What to do »
Render the lines of the records from the line containing "one marker per instance, written like [98,184]" through the end of the records, inclusive, as a JSON list of strings with one string per line and blank lines omitted.

Data listing »
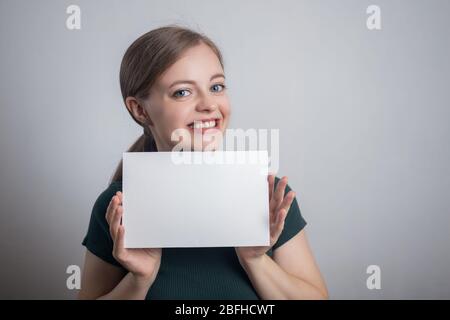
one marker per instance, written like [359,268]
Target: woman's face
[189,95]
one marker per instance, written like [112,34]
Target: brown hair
[144,61]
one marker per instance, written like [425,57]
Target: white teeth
[201,125]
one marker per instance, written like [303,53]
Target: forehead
[198,63]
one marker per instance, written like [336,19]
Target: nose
[206,104]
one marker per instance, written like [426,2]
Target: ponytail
[145,143]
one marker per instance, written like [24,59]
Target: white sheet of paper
[171,204]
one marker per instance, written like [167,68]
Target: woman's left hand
[278,209]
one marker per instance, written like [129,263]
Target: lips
[205,124]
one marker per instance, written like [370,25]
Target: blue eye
[218,87]
[181,93]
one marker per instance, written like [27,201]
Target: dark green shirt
[188,273]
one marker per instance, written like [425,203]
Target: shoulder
[103,199]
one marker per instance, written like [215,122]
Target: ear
[137,110]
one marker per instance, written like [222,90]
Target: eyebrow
[217,75]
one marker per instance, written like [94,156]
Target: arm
[102,280]
[291,274]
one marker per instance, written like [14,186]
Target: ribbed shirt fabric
[188,273]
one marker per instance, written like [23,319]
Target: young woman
[170,78]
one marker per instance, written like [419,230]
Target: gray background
[363,118]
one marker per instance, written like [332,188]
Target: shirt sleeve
[293,224]
[98,239]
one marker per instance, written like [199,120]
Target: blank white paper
[174,203]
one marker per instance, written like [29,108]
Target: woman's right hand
[142,263]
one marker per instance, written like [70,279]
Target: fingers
[278,194]
[271,180]
[116,222]
[287,201]
[114,214]
[119,244]
[279,224]
[115,201]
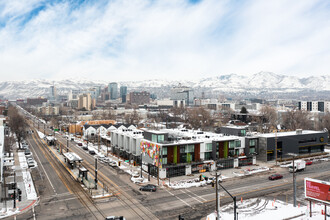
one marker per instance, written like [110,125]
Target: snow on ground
[28,182]
[260,209]
[29,186]
[251,171]
[41,135]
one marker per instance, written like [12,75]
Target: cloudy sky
[167,39]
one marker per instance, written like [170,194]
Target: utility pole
[276,146]
[15,190]
[98,148]
[95,173]
[141,164]
[294,185]
[217,203]
[294,179]
[234,199]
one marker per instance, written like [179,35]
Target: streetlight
[217,202]
[141,164]
[294,178]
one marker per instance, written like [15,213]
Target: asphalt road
[195,203]
[56,201]
[192,203]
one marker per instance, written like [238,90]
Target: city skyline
[156,39]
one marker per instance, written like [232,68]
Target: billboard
[317,190]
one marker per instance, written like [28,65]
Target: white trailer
[299,165]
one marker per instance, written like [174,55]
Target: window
[190,148]
[154,138]
[208,147]
[252,142]
[164,160]
[160,138]
[231,144]
[164,151]
[208,155]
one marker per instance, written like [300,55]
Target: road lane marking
[179,198]
[196,195]
[43,168]
[61,200]
[191,196]
[59,175]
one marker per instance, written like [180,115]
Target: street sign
[317,190]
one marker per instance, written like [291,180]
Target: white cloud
[140,39]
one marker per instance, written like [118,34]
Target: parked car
[31,163]
[27,152]
[309,162]
[275,176]
[91,151]
[112,163]
[149,187]
[115,218]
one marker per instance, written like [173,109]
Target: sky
[125,40]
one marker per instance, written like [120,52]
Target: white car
[31,164]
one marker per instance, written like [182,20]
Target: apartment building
[314,106]
[139,98]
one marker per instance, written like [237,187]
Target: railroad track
[67,179]
[135,206]
[139,210]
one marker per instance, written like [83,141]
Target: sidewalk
[88,185]
[24,183]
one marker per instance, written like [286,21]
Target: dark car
[149,187]
[309,162]
[115,218]
[275,176]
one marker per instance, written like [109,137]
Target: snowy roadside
[260,209]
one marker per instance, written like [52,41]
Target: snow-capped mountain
[232,83]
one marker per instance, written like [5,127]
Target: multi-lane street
[60,197]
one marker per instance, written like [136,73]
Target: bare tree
[199,118]
[297,119]
[132,118]
[17,124]
[268,118]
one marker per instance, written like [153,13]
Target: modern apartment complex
[314,106]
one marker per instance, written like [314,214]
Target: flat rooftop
[290,133]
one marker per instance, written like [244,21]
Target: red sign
[317,190]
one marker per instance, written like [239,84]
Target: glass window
[208,147]
[190,148]
[164,161]
[208,155]
[154,138]
[252,142]
[231,144]
[160,138]
[164,150]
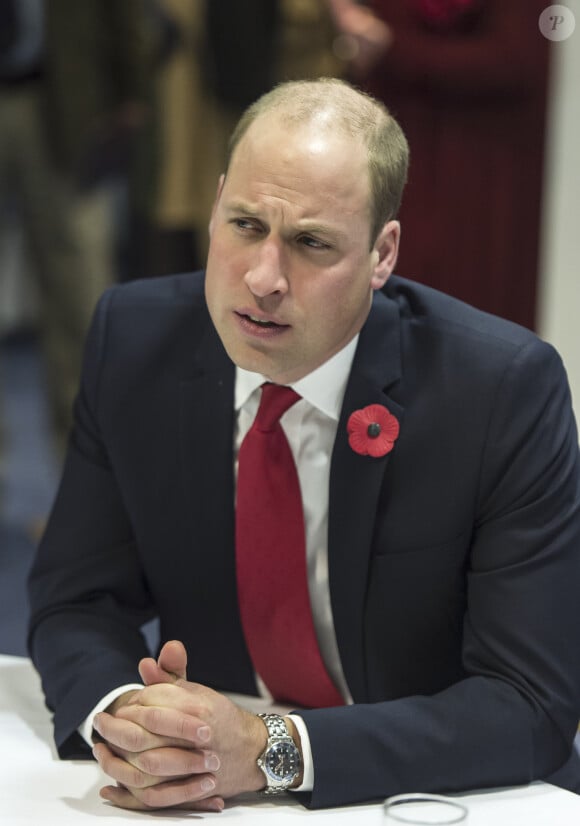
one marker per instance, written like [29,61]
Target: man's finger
[186,793]
[173,659]
[181,728]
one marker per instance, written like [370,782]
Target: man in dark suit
[438,464]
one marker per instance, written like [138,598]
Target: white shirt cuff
[308,766]
[86,727]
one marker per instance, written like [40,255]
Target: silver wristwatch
[280,761]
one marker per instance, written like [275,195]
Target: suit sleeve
[88,595]
[511,719]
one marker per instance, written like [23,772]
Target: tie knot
[275,401]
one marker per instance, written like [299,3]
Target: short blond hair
[357,114]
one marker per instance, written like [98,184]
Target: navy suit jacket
[454,561]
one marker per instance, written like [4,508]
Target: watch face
[282,761]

Complete answer »
[
  "one marker per instance, written like [98,184]",
  "Target: navy suit jacket",
  "[454,561]",
  "one marker per instance, written like [4,508]",
  "Target: watch face",
  "[282,761]"
]